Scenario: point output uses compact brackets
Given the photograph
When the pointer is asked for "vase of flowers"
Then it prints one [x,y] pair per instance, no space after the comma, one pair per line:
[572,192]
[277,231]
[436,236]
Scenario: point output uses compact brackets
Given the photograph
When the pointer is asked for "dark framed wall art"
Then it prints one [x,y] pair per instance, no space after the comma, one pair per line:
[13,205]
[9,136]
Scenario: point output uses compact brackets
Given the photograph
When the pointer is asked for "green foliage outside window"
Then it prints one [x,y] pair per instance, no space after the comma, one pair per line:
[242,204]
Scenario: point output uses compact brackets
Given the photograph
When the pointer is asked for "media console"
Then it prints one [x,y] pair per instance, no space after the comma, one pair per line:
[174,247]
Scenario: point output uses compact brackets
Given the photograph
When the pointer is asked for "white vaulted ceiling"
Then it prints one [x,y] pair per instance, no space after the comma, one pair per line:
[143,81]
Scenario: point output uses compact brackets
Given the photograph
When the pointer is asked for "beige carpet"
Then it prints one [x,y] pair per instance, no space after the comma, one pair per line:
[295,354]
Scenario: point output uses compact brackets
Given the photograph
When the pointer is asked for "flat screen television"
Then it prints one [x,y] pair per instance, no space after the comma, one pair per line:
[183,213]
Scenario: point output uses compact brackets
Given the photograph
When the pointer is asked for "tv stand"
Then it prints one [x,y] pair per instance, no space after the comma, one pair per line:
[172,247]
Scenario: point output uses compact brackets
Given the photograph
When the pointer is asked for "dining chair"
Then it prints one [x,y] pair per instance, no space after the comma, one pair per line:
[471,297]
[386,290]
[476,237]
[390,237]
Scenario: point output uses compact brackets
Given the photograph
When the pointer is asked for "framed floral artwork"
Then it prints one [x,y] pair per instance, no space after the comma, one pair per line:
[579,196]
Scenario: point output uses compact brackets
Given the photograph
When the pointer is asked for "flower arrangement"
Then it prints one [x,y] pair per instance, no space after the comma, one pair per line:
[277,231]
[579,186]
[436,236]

→ Task instructions
The entries above should be repeated exactly, every one of them.

→ Answer to this task
Scenario: point output uses compact brackets
Given the photograph
When the pointer is asked for "vase of flowers"
Then it prints one [x,y] pair per instance, no space after the comma, one pair per line:
[572,192]
[277,231]
[436,236]
Scenario: point output uses compact brackets
Given the photograph
When the pointer is asked for "dark framed wall art"
Then it prints one [x,y] pair per instance, no space after the comma, one pair per line:
[13,205]
[9,136]
Scenario: point output uses compact brackets
Given the photograph
When the pointer is asked for "green foliage outside window"
Then it prints one [x,y] pair per instance, no space after the comma, one pair per line:
[242,204]
Scenario: point output uses compact brackets
Given the photograph
When the pointer is asked for "media console"
Then it prints one [x,y] pair per instance, no space after the comma, one pair per line:
[174,247]
Scenario: point output uses compact brackets
Given the photograph
When the pointer is asked for "white vaulted ceiling"
Then it prints one [x,y] pair per instance, no space after the comma, one pair per line:
[143,81]
Scenario: point output uses compact brackets
Given the photograph
When the pointer is asked for "beige carpet"
Then it prints one [x,y] pair per instance, no space after the comma, one pair per line:
[295,354]
Scenario: point output uses compact brackets
Given the photograph
When the pointer is asked for "flat screen television"
Then it prints one [x,y] pair per instance, no space after the comma, one pair per line:
[183,213]
Scenario: point output uses compact brackets
Given the photograph
When the pointer is asked for "tv stand"
Then it prints one [x,y] pair per instance, no space after the comma, one pair per line:
[172,247]
Scenario: point output uses compact brackets
Given the photograph
When the pointer is asked for "dining chair"
Then it prints one [x,y] pair per instance, no space after the comma, one pair per line:
[471,297]
[386,290]
[476,237]
[390,237]
Scenario: point output uses compact brackets
Given the photograph
When the pointer is asked for "framed floral artwork"
Then it prints one [x,y] pair per instance, no space after the comma, one pair per line:
[579,196]
Scenario: point output uses compact brackets
Given the photograph
When the pointer is asked for "flower arrangement"
Then it prints one [x,y] pair per instance, no space after the comma, one pair per line:
[277,231]
[579,186]
[436,236]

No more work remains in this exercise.